• Text excerpt:
* * * *

The pathophysiology of diabetes is characterized by the body’s ability to produce or use the insulin hormone to metabolize carbohydrates, specifically blood glucose. To understand diabetes pathophysiology, it is important to understand the different types of diabetes mellitus.

There are three specific types of diabetes that we will address. These are type 1 diabetes, type 2 diabetes, and gestational diabetes. Each of these conditions is caused by hyperglycemia (high blood sugar) due to problems with insulin production or insulin absorption.


Diabetes Mellitus Pathophysiology


Type 1 diabetes mellitus (insulin dependant/juvenile onset diabetes) is caused when the pancreas is unable to produce enough insulin to properly metabolize blood sugar. The insulin hormone allows the fat cells and muscle cells in the body to absorb glucose and utilize it as fuel (energy). When the pancreas does not produce the insulin needed for this process, the levels of glucose in the blood rise dramatically after the consumption of food. This can have grave consequences on the organs and the body.

Type 2 diabetes mellitus (non-insulin dependant/insulin resistant/adult onset diabetes) occurs when the cells in the body become resistant to the insulin hormone. When this happens the body is unable to metabolize blood sugar, and the results can be the same as in type 1 diabetes. With type 2 diabetes, the pancreas produces the insulin hormone, but the body becomes resistant to the hormone and unable to utilize it properly.

The symptoms of diabetes mellitus include frequent urination, excessive thirst, extreme hunger, excessive sweating, unexplained sleepiness; and fruity smelling breath, urine and sweat.

Treatment for diabetes mellitus always includes diet modifications, a regular exercise plan, frequent blood sugar monitoring (usually several times per day), and keeping a blood sugar log and food journal. Sometimes treatment also includes insulin injections or an insulin pump, oral medications, and occasionally the recommendation of bariatric surgery (in obese patients unable to control blood sugar).

* * * *

• Problem set:
1. Write out the diabetes pathophysiology text word for word, starting at "Type 2 diabetes mellitus" and ending at "utilize it properly.".
2. Write what comes next in the diabetes pathophysiology text, picking up after its final sentence.

(Stored records)

* * * *

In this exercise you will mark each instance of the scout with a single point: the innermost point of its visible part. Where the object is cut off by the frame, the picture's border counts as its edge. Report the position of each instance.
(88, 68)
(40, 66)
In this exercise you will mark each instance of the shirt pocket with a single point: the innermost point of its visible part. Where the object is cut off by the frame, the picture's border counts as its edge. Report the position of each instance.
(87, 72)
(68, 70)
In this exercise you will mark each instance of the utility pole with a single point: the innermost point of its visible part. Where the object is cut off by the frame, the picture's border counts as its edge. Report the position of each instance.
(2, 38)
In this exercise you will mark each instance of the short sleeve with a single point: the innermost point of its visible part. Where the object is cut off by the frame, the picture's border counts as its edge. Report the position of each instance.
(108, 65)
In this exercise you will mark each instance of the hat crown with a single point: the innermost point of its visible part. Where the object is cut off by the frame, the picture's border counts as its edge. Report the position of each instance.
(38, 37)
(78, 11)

* * * *

• Responses in order:
1.
Type 2 diabetes mellitus (non-insulin dependant/insulin resistant/adult onset diabetes) occurs when the cells in the body become resistant to the insulin hormone. When this happens the body is unable to metabolize blood sugar, and the results can be the same as in type 1 diabetes. With type 2 diabetes, the pancreas produces the insulin hormone, but the body becomes resistant to the hormone and unable to utilize it properly.

2.
Gestational Diabetes Pathophysiology


Gestational diabetes is an insulin resistant condition that occurs during pregnancy. On occasion, the pregnancy causes the body to not produce enough insulin to support the process of metabolizing sugar. However, in most cases, insulin continues to be produced but the body becomes resistant to the insulin. At this time, the medical community is unsure about what actually causes gestational diabetes. However, it is believed that a hormone that is produced by the uterus during pregnancy affects the absorption of the insulin hormone.

Gestational diabetes is usually detected during normal pregnancy screening at about 24 weeks of pregnancy. If you are pregnant and suffering from the signs and symptoms of diabetes, contact your physician to be screened for gestational diabetes earlier. Gestational diabetes causes increased sugar to be sent to the baby. This can cause very heavy babies with abnormally high birth weight. This leads to an increased need for c-sections and difficulties with child birth.

This uncontrolled diabetic condition can also lead to health problems in the mother. Gestational diabetes typically resolves itself after pregnancy. Women who suffer from gestational diabetes tend to be at higher risk of developing the condition in subsequent pregnancies. Women who suffer from gestational diabetes also have a higher likelihood of developing type 2 diabetes mellitus later in life.

Diabetes is a treatable condition, and with the proper care plan it is possible to live a full and healthy life. Undiagnosed and poorly treated diabetes can have devastating effects on the body. If you are suffering from the symptoms of diabetes, seek medical care immediately. Early detection and treatment are important to maintaining good health and preventing chronic problems.